SUPPLIED MATERIAL
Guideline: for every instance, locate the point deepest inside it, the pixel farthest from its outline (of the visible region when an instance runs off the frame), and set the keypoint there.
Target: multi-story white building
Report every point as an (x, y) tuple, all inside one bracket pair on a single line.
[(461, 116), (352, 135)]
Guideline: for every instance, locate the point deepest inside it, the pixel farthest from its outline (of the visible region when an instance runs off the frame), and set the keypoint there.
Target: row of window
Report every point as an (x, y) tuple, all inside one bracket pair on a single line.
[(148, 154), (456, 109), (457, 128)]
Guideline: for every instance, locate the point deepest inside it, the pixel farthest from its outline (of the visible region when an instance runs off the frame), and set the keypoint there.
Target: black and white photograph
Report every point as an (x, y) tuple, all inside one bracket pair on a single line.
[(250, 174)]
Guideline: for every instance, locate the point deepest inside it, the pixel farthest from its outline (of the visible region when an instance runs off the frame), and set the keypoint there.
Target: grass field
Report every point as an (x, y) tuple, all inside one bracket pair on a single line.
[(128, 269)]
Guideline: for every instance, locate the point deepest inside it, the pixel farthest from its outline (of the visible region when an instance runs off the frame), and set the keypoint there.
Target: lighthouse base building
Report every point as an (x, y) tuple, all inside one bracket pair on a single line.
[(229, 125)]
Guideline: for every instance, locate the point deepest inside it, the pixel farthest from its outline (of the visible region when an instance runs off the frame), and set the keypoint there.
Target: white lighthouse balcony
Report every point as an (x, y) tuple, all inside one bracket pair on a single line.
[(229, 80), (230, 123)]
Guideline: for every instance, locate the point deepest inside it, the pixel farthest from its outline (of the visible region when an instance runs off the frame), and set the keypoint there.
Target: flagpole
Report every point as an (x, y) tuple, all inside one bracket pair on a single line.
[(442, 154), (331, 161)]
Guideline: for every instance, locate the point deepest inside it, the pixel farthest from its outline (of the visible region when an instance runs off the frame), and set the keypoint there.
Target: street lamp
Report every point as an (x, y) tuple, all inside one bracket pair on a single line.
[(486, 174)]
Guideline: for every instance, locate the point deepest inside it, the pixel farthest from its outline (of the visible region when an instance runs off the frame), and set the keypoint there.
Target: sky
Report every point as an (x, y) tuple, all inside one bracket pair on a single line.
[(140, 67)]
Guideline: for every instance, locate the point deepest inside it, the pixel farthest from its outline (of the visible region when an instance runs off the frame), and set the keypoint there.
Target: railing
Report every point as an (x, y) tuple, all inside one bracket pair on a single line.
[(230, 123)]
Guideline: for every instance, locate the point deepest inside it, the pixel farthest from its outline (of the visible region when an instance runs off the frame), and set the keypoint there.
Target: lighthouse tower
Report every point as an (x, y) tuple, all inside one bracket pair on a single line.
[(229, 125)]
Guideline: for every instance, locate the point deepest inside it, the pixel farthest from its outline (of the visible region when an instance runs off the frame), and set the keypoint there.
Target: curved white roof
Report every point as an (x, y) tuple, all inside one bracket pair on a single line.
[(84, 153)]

INSTRUCTIONS TO FOLLOW
Only the lines from the one containing "Target: flagpole" through the one containing "Target: sky" are to be retyped, both boundary lines included, with no other material.

THE COMPLETED TASK
Target: flagpole
Report every point as an (x, y) tuple, all inside one bracket pair on a single line.
[(442, 154), (331, 161)]
Guideline: for every instance, locate the point deepest inside it, the pixel farthest from its outline (of the visible region when an instance runs off the frame), and set the keypoint there.
Target: street lamp
Report every point as an (x, y) tuple, all inside one bracket pair on a single line.
[(486, 174)]
Guideline: for every instance, locate the point deepest inside it, the pixel farthest from its outline (of the visible region when an instance runs off the frame), and set the keypoint there.
Target: sky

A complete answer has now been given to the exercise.